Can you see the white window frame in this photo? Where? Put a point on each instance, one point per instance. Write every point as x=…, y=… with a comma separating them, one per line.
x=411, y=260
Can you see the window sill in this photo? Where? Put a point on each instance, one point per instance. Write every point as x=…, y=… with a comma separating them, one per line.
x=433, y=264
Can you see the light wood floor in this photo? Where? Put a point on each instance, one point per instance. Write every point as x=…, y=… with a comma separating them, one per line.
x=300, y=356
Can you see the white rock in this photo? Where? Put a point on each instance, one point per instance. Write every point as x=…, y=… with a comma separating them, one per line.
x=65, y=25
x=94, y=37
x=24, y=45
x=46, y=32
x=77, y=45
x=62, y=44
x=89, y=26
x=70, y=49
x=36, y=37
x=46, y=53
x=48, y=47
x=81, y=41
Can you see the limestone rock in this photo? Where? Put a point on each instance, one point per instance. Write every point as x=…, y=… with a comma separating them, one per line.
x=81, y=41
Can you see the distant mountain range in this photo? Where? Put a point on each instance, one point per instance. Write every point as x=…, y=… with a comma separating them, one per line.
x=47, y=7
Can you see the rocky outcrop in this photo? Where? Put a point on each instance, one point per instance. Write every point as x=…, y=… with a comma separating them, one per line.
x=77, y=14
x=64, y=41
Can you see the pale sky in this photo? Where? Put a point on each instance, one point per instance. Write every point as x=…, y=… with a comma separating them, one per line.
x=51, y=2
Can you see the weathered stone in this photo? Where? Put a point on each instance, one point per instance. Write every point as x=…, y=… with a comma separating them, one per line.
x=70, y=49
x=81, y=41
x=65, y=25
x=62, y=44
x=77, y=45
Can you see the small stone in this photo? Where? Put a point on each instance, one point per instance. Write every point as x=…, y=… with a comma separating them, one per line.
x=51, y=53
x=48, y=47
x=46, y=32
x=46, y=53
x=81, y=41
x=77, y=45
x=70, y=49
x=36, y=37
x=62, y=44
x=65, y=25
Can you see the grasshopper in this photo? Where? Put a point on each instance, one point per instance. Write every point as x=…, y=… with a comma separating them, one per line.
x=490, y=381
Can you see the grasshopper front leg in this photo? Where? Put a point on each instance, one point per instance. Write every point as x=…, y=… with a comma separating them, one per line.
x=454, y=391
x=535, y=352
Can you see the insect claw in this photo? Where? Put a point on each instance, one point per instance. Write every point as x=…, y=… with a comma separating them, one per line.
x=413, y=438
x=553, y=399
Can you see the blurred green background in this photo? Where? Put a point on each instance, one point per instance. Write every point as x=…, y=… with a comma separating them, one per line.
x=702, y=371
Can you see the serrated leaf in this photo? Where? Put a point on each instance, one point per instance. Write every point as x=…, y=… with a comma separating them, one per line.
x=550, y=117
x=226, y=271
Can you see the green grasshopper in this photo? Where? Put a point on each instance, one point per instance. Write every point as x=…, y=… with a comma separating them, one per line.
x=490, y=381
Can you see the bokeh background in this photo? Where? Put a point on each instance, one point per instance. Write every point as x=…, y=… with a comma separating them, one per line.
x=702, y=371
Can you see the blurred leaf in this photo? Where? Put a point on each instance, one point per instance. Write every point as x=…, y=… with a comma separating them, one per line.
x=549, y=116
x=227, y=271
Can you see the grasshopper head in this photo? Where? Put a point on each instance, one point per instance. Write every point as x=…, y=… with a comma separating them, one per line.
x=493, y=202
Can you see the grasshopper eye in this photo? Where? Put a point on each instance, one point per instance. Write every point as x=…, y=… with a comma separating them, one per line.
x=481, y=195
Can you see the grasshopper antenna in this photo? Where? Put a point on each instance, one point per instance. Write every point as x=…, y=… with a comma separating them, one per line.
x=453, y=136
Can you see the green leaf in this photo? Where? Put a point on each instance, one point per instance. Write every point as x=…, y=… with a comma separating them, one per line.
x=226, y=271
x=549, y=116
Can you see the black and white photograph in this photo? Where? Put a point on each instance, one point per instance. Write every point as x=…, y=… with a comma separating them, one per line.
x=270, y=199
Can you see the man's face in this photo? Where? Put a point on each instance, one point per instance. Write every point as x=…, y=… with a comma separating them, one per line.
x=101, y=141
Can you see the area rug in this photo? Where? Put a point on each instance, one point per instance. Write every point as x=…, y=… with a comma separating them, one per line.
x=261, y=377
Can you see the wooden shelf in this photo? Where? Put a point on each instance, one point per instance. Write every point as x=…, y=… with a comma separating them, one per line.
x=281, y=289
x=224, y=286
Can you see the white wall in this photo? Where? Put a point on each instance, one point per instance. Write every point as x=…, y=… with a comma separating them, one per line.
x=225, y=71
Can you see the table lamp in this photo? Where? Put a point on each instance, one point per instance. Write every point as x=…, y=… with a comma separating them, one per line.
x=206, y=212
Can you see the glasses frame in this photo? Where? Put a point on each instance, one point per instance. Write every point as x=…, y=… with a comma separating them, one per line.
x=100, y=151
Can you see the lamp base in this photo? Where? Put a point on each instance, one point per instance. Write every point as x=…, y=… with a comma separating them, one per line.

•••••

§ Challenge:
Could you format the rows from the line containing "Can you see the serrated" through the line containing "x=270, y=199", both included, as a numbered list with any blank lines left out?

§ Result:
1. Can you see the serrated leaf in this photo? Where? Put a point on each instance, one point per instance. Write every point as x=…, y=… with a comma separating them, one per line.
2. x=550, y=117
3. x=226, y=271
4. Can you see the green grasshopper in this photo? Where? Put a point on each instance, one point per instance. Write every point as x=…, y=… with a comma separating them, one per line.
5. x=490, y=381
6. Can you see the bokeh background in this photo? Where? Put a point on each instance, one point per instance. Write every point as x=…, y=… with a comma separating them, one per line.
7. x=702, y=371
8. Can you see the blurred leaf in this photo? Where? Put a point on each instance, one point per instance. Write every point as x=…, y=… with a comma separating them, one per line.
9. x=549, y=116
10. x=227, y=271
11. Can you see the grasshopper head in this photo? Where? Put a point on each instance, one point per instance. Write every point as x=…, y=… with a comma separating them, one per line.
12. x=493, y=202
13. Can you see the grasshopper eye in this photo? Where? Put a point on each instance, one point per instance. Write every point as x=…, y=… with a comma separating them, one per line.
14. x=481, y=195
15. Can you see the grasshopper antenna in this photo? Where? Put a point on each instance, one point per instance. Write every point as x=…, y=… with a comma separating them, one per line.
16. x=453, y=136
17. Can you see the green leaf in this photo? Where? Put a point on each instance, one point per instance. Write every point as x=…, y=… with a comma separating them, one per line.
18. x=226, y=271
19. x=549, y=116
20. Can you see the black and white photograph in this photo? Where? Put a point on each instance, one point per instance. Write every point as x=…, y=… with a comma separating them, one per line.
21. x=270, y=199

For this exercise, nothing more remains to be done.